Start of Selected passage

Haunted by Haiti
By Dr. Seema Tiku, pediatrician
Ever since I got back, every little thing reminds me of my time in Haiti. From the smoothly paved roads I drive down, to the garbage chute I can easily rid my waste in, to the air-conditioned stores that I comfortably enter. But one thing that haunts me more than anything else since I’ve arrived back to the States is the site of a healthy infant. This poses a significant problem since I’m a practicing pediatrician.
There was a patient in particular that I cared for at L’Hopital Adventiste that turned me. His name was Kenny; he was three days old and born eight weeks early. But according to the hospital he was born at in Port-au-Prince, he was no better than an infant born nine months too early. He wasn’t considered a viable patient at 28 weeks to the birth hospital, so his parents asked his aunt to take him by whatever means possible to us because maybe we would consider caring for him. Without medical care, Kenny would hardly survive another day.
That was my first day in Haiti. I was panic-stricken. In front of me was a 1.6-pound baby wrapped in a white towel on an exam table, while his adolescent aunt sat nervously in a chair across the room. The panic was rooted in two facts: One was that Kenny was actually a very viable patient with a high chance of survival, and second was that his viability was based on my ability to care for him at a highly equipped and staffed hospital, which he did not have access to.
And so it began. I spent most of that week calling colleagues in the states and trying to be creative with what we supplies we had, trying to supply Kenny with the best care that he needed. There was a lot of guesswork involved because we were unable to test Kenny for any neonatal complications. I tried to make the best choices I could, but I felt blindfolded the whole time I was caring for him. It was enough to make me want to pull my hair out.
Kenny was tough -- with what little we were doing for him, with what little equipment, volunteers and staff we had, he was alert and breathing comfortable. Every night I would go to bed and my dreams were about him, every morning I would wake up and worry that he didn’t make it through the night. And every day that I was there, I would go into to see him in our makeshift NICU and he would give me a wide stare. He wanted to live. It was almost like I could read his mind and he was saying, “Just give me a little help, I can make it.”

End of Selected passage

▶ _Work item_
Answer from the Haiti account above:
(a) At which hospital did the author care for Kenny?
(b) How many weeks early was Kenny born?
(c) How much did Kenny weigh when the author first saw him?

Start of Information

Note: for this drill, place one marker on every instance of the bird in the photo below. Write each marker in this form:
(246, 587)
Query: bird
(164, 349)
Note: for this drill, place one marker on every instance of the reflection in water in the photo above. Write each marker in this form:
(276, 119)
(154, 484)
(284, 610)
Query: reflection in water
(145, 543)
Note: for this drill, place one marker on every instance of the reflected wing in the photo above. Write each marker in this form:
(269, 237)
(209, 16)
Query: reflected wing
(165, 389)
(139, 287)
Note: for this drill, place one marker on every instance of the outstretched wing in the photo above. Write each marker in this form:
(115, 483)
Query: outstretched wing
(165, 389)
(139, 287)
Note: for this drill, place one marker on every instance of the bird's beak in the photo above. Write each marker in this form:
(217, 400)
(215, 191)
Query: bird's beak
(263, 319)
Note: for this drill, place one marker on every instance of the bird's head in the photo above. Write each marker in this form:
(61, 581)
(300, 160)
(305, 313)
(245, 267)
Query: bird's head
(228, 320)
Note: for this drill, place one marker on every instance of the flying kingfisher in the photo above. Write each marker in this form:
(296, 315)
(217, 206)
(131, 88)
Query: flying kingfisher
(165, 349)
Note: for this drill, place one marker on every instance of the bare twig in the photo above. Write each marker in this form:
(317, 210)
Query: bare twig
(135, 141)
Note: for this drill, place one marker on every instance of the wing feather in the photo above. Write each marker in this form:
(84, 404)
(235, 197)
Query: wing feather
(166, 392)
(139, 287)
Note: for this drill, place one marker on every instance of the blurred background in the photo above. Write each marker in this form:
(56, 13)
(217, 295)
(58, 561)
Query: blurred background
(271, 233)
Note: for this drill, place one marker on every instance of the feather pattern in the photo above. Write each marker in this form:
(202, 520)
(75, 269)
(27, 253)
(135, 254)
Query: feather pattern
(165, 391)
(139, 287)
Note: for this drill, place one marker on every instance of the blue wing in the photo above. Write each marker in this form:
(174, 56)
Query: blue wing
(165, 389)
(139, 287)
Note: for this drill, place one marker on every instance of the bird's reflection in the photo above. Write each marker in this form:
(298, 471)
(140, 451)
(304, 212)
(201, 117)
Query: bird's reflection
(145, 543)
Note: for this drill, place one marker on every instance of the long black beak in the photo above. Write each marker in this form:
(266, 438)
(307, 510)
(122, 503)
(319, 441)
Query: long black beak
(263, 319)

End of Information

▶ _Output of the exercise_
(a) L’Hopital Adventiste
(b) Eight weeks
(c) 1.6 pounds